## PROBLEM TO SOLVE
Write out the entries, please, from the line containing "If you could point to the green sepal" through their final line, exactly and with nothing else.

## DATASET RECORDS
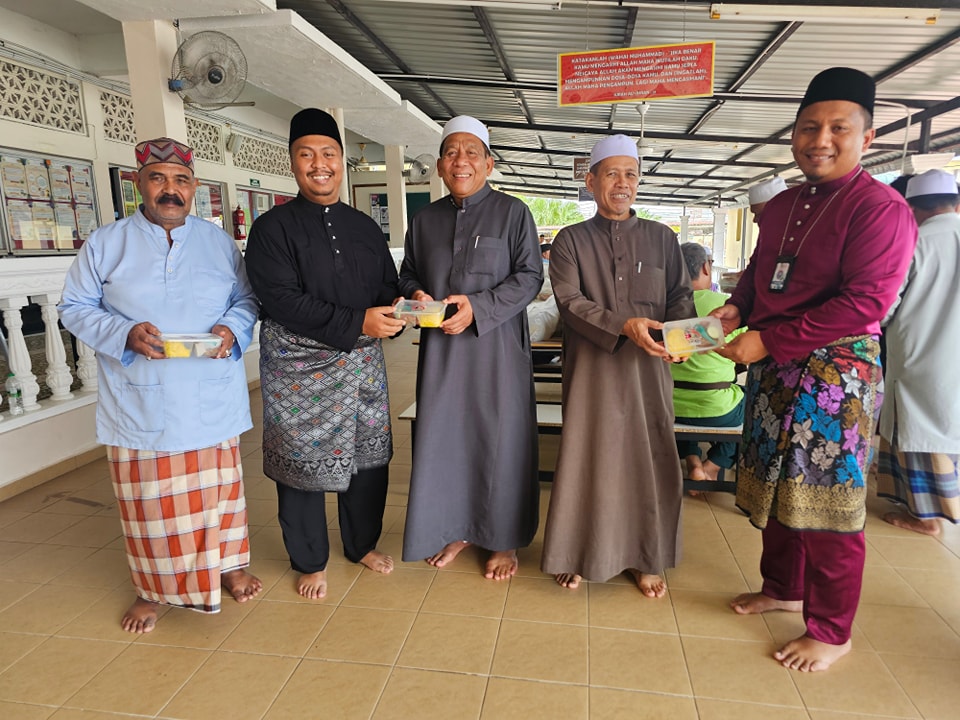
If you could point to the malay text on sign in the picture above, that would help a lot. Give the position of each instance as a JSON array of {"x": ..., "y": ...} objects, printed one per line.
[{"x": 635, "y": 74}]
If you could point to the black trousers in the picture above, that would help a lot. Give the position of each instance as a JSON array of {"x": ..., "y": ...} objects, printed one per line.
[{"x": 303, "y": 520}]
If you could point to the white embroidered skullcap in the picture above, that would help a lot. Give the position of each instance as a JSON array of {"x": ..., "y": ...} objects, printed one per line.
[
  {"x": 932, "y": 182},
  {"x": 613, "y": 146},
  {"x": 465, "y": 123},
  {"x": 766, "y": 190}
]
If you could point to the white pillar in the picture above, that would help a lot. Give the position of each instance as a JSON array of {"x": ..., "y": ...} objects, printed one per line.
[
  {"x": 337, "y": 114},
  {"x": 86, "y": 367},
  {"x": 437, "y": 187},
  {"x": 150, "y": 47},
  {"x": 396, "y": 194},
  {"x": 58, "y": 379},
  {"x": 17, "y": 347}
]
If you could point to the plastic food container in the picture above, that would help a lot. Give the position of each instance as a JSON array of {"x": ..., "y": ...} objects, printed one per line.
[
  {"x": 424, "y": 314},
  {"x": 685, "y": 337},
  {"x": 190, "y": 344}
]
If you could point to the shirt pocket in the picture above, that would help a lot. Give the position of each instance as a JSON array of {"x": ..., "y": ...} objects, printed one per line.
[
  {"x": 141, "y": 407},
  {"x": 648, "y": 287},
  {"x": 487, "y": 256},
  {"x": 212, "y": 289}
]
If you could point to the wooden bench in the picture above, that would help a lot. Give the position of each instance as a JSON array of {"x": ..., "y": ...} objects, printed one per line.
[{"x": 550, "y": 422}]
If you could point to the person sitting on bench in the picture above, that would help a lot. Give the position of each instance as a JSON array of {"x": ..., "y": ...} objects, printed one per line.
[{"x": 704, "y": 387}]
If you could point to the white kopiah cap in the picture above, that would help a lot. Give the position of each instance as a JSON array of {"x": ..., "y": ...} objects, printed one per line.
[
  {"x": 766, "y": 190},
  {"x": 932, "y": 182},
  {"x": 465, "y": 123},
  {"x": 613, "y": 146}
]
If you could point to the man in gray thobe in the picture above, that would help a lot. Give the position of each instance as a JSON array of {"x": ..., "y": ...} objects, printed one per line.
[
  {"x": 615, "y": 504},
  {"x": 475, "y": 462}
]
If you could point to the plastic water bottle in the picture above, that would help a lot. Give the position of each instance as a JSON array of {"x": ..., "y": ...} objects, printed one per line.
[{"x": 14, "y": 395}]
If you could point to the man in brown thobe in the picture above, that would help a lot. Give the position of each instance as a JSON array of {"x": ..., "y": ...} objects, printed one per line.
[{"x": 615, "y": 504}]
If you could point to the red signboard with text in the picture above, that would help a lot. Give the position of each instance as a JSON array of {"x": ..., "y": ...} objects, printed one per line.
[{"x": 635, "y": 74}]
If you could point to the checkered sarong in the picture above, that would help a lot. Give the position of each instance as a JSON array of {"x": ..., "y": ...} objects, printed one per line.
[{"x": 184, "y": 518}]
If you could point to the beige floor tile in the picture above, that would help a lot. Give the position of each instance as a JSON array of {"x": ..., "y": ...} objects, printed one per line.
[
  {"x": 915, "y": 551},
  {"x": 427, "y": 695},
  {"x": 607, "y": 704},
  {"x": 14, "y": 646},
  {"x": 37, "y": 527},
  {"x": 92, "y": 532},
  {"x": 740, "y": 671},
  {"x": 908, "y": 631},
  {"x": 638, "y": 661},
  {"x": 101, "y": 621},
  {"x": 857, "y": 683},
  {"x": 931, "y": 683},
  {"x": 44, "y": 562},
  {"x": 203, "y": 631},
  {"x": 709, "y": 615},
  {"x": 22, "y": 711},
  {"x": 142, "y": 679},
  {"x": 466, "y": 594},
  {"x": 104, "y": 568},
  {"x": 725, "y": 710},
  {"x": 346, "y": 691},
  {"x": 363, "y": 635},
  {"x": 450, "y": 642},
  {"x": 340, "y": 578},
  {"x": 56, "y": 669},
  {"x": 233, "y": 685},
  {"x": 541, "y": 651},
  {"x": 509, "y": 699},
  {"x": 403, "y": 589},
  {"x": 542, "y": 600},
  {"x": 12, "y": 592},
  {"x": 886, "y": 586},
  {"x": 279, "y": 628},
  {"x": 620, "y": 605},
  {"x": 48, "y": 609}
]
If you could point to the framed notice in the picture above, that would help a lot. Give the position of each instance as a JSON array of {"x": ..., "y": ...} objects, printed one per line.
[
  {"x": 47, "y": 204},
  {"x": 635, "y": 74}
]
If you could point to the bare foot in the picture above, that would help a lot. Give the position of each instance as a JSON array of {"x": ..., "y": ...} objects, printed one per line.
[
  {"x": 652, "y": 586},
  {"x": 568, "y": 580},
  {"x": 378, "y": 562},
  {"x": 754, "y": 603},
  {"x": 711, "y": 470},
  {"x": 502, "y": 565},
  {"x": 448, "y": 554},
  {"x": 140, "y": 617},
  {"x": 808, "y": 655},
  {"x": 241, "y": 584},
  {"x": 906, "y": 521},
  {"x": 313, "y": 585}
]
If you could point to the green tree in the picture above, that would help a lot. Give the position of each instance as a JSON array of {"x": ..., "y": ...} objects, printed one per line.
[{"x": 551, "y": 212}]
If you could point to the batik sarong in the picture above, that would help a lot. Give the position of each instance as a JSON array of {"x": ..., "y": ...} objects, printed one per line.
[
  {"x": 326, "y": 413},
  {"x": 806, "y": 437},
  {"x": 184, "y": 519},
  {"x": 927, "y": 483}
]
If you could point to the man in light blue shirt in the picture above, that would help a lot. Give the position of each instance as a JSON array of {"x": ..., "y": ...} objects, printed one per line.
[{"x": 171, "y": 426}]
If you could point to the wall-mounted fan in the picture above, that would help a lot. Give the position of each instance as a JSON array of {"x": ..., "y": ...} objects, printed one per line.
[
  {"x": 422, "y": 168},
  {"x": 209, "y": 71}
]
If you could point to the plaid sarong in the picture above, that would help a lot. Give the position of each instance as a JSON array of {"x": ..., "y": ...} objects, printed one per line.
[
  {"x": 927, "y": 483},
  {"x": 184, "y": 518},
  {"x": 807, "y": 436}
]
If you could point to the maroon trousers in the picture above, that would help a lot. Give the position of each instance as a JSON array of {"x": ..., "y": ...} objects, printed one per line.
[{"x": 823, "y": 569}]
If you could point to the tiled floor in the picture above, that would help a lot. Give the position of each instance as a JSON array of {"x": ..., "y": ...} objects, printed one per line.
[{"x": 424, "y": 644}]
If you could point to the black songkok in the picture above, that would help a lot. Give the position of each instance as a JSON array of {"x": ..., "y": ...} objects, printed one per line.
[
  {"x": 841, "y": 84},
  {"x": 311, "y": 121}
]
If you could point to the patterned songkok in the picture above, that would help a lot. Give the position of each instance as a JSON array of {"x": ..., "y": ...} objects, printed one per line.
[{"x": 163, "y": 150}]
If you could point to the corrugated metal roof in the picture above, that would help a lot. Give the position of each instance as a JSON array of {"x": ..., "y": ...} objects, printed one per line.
[{"x": 443, "y": 57}]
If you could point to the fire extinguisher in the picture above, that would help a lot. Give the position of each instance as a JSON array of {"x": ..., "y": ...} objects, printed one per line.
[{"x": 239, "y": 224}]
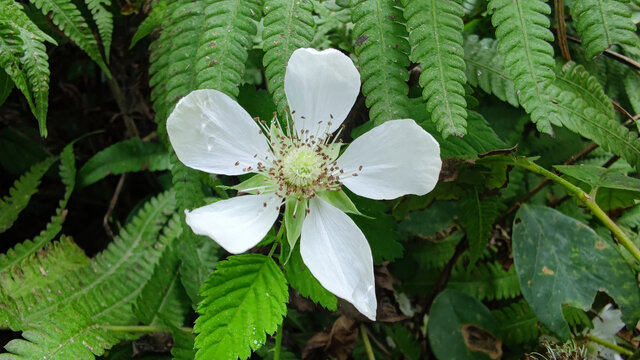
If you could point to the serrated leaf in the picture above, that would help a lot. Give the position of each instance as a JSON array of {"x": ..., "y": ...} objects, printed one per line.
[
  {"x": 21, "y": 192},
  {"x": 382, "y": 48},
  {"x": 562, "y": 261},
  {"x": 522, "y": 30},
  {"x": 68, "y": 18},
  {"x": 243, "y": 301},
  {"x": 602, "y": 23},
  {"x": 301, "y": 279},
  {"x": 435, "y": 35},
  {"x": 125, "y": 156},
  {"x": 288, "y": 25}
]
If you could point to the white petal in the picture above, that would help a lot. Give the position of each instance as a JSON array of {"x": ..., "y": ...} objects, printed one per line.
[
  {"x": 397, "y": 158},
  {"x": 237, "y": 224},
  {"x": 338, "y": 255},
  {"x": 211, "y": 132},
  {"x": 320, "y": 85}
]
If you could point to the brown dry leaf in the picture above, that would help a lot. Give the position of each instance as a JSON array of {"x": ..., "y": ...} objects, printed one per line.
[{"x": 337, "y": 341}]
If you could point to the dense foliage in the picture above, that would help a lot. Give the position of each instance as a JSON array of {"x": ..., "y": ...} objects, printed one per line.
[{"x": 531, "y": 231}]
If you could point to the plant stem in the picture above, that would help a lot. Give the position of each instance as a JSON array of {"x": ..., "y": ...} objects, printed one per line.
[
  {"x": 586, "y": 200},
  {"x": 144, "y": 329},
  {"x": 276, "y": 351},
  {"x": 610, "y": 345},
  {"x": 367, "y": 344}
]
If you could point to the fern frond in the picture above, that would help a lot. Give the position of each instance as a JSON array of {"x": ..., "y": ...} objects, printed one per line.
[
  {"x": 104, "y": 20},
  {"x": 435, "y": 36},
  {"x": 522, "y": 30},
  {"x": 24, "y": 58},
  {"x": 485, "y": 69},
  {"x": 602, "y": 23},
  {"x": 593, "y": 123},
  {"x": 46, "y": 266},
  {"x": 21, "y": 192},
  {"x": 586, "y": 87},
  {"x": 381, "y": 47},
  {"x": 67, "y": 17},
  {"x": 486, "y": 281},
  {"x": 518, "y": 323},
  {"x": 288, "y": 25}
]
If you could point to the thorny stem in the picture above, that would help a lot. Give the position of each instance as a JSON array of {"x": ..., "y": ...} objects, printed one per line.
[
  {"x": 586, "y": 200},
  {"x": 617, "y": 348},
  {"x": 144, "y": 329},
  {"x": 367, "y": 344},
  {"x": 276, "y": 351}
]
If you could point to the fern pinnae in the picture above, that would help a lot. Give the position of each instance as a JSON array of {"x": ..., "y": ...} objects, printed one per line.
[
  {"x": 104, "y": 21},
  {"x": 522, "y": 30},
  {"x": 68, "y": 18},
  {"x": 603, "y": 23},
  {"x": 435, "y": 35},
  {"x": 288, "y": 25},
  {"x": 485, "y": 69},
  {"x": 382, "y": 49}
]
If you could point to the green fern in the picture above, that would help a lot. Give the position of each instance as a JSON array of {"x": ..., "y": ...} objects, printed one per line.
[
  {"x": 49, "y": 264},
  {"x": 435, "y": 36},
  {"x": 67, "y": 17},
  {"x": 381, "y": 47},
  {"x": 24, "y": 58},
  {"x": 522, "y": 30},
  {"x": 104, "y": 20},
  {"x": 21, "y": 192},
  {"x": 288, "y": 25},
  {"x": 518, "y": 323},
  {"x": 70, "y": 317},
  {"x": 602, "y": 23},
  {"x": 568, "y": 91},
  {"x": 485, "y": 69},
  {"x": 243, "y": 300}
]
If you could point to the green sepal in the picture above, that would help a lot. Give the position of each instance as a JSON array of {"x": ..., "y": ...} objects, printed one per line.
[
  {"x": 250, "y": 185},
  {"x": 293, "y": 224},
  {"x": 340, "y": 200}
]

## PROBLEM SOLUTION
If you could point to the green sepal in the picture above, that would help a lot. Give the position of each instance as a JSON array of {"x": ..., "y": ...} objects, printed one per line.
[
  {"x": 250, "y": 185},
  {"x": 293, "y": 224},
  {"x": 340, "y": 200}
]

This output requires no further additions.